- THE PROBLEM: List every line of the data below that contains the word "grass", copying each such line in full.

- MATERIAL SUPPLIED:
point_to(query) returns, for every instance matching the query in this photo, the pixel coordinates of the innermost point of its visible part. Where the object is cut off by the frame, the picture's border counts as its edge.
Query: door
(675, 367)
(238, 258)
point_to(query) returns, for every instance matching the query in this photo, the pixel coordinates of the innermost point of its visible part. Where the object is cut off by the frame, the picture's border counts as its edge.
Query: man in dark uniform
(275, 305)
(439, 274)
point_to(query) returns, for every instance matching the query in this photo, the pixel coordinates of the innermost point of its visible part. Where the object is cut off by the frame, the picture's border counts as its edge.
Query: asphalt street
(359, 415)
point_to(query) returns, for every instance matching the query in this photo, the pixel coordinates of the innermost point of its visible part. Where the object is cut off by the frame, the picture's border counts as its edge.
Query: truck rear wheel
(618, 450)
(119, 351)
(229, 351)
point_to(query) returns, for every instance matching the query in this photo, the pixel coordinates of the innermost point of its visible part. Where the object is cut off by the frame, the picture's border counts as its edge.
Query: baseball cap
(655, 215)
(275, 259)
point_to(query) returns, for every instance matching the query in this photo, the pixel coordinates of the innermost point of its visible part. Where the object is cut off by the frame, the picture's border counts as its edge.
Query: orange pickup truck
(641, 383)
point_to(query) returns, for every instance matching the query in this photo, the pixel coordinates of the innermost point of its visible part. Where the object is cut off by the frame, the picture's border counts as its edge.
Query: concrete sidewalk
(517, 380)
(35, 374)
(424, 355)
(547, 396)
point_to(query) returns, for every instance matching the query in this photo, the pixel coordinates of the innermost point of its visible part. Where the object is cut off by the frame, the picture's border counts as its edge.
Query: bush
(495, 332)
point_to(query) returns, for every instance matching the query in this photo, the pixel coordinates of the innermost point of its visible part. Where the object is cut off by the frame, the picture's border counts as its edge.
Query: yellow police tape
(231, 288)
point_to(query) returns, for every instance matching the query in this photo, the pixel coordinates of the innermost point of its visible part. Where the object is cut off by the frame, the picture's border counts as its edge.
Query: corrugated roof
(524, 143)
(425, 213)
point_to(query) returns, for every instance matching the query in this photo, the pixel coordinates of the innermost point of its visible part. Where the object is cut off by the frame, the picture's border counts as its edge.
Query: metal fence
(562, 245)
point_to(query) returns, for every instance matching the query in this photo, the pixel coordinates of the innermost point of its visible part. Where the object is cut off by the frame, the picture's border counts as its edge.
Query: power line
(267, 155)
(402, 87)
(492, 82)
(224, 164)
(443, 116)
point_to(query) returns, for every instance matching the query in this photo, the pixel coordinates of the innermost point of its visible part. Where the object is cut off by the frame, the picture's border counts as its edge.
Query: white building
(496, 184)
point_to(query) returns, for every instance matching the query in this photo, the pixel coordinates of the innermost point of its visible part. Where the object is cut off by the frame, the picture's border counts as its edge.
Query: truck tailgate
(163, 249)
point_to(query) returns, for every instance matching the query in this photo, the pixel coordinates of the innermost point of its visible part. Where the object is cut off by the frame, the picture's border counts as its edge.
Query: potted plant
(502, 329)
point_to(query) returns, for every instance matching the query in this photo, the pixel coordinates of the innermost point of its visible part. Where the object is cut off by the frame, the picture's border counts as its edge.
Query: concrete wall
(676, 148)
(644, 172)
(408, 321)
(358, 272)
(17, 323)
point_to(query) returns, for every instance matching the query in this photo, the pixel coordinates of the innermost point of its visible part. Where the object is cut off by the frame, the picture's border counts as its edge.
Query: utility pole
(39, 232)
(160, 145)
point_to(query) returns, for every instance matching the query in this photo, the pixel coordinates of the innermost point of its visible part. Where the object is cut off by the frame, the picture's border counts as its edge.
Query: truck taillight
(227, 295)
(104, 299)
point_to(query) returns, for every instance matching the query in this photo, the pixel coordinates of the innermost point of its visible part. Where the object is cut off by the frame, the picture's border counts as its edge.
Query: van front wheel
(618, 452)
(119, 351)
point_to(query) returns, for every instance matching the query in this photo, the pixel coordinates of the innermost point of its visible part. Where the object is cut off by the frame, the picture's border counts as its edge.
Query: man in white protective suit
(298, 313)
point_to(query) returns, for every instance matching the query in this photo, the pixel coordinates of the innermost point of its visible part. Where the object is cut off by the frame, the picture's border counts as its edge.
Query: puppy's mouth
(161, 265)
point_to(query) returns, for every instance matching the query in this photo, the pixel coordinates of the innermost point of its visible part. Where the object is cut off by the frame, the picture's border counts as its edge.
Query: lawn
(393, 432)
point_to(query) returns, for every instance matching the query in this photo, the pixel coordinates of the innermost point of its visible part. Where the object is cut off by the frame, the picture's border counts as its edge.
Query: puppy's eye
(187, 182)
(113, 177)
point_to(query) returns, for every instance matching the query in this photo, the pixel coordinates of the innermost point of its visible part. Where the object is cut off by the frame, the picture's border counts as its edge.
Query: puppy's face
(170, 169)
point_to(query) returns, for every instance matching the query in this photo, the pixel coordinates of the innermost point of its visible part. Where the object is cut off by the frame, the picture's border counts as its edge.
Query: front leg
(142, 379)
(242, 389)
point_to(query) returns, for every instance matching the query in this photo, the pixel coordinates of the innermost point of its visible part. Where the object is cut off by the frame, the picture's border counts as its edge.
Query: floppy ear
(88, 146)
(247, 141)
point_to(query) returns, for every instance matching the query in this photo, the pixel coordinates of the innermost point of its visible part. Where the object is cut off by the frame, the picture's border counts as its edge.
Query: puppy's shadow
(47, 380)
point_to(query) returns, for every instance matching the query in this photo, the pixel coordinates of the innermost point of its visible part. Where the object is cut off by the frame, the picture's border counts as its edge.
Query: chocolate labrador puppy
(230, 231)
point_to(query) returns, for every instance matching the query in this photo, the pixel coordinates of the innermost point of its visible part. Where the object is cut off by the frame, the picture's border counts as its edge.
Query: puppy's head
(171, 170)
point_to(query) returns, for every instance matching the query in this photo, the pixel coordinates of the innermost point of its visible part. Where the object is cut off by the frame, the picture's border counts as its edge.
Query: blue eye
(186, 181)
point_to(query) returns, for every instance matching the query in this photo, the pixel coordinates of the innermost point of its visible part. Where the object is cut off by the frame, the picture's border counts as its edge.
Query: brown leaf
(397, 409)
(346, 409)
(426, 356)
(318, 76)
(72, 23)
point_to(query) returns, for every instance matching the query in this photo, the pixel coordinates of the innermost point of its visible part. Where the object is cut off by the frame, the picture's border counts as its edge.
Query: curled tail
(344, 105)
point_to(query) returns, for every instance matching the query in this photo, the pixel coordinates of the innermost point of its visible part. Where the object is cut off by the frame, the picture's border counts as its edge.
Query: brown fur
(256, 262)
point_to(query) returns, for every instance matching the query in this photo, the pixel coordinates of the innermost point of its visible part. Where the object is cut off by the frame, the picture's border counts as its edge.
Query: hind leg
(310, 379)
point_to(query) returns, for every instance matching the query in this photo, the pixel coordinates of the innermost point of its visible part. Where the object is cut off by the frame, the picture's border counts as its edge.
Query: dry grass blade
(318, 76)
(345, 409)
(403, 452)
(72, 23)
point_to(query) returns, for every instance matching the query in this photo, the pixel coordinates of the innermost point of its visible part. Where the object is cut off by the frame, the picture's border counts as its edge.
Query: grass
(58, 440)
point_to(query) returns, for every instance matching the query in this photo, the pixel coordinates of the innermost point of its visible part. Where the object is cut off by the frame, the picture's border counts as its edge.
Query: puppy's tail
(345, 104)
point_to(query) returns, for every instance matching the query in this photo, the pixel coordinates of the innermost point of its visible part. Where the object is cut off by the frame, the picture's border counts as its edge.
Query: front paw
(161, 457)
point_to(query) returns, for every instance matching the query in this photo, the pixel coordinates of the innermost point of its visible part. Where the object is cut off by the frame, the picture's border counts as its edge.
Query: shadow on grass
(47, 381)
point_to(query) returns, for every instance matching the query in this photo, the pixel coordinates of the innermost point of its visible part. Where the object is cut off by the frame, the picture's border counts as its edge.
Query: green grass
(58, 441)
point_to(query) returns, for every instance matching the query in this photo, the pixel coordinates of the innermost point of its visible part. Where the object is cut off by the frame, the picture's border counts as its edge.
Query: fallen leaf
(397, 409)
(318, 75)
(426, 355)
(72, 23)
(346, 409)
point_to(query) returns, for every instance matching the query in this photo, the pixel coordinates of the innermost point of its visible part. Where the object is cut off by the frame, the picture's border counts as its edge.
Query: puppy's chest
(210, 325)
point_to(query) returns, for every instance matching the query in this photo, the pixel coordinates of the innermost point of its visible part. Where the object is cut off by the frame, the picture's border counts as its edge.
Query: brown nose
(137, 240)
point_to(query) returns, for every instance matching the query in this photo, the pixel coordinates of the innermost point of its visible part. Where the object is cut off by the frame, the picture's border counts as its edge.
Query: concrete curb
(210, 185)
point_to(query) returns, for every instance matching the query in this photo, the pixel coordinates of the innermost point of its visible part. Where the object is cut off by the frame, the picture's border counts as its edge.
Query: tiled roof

- THE OUTPUT:
Query: dry grass blade
Query: grass
Query: shadow on grass
Query: green grass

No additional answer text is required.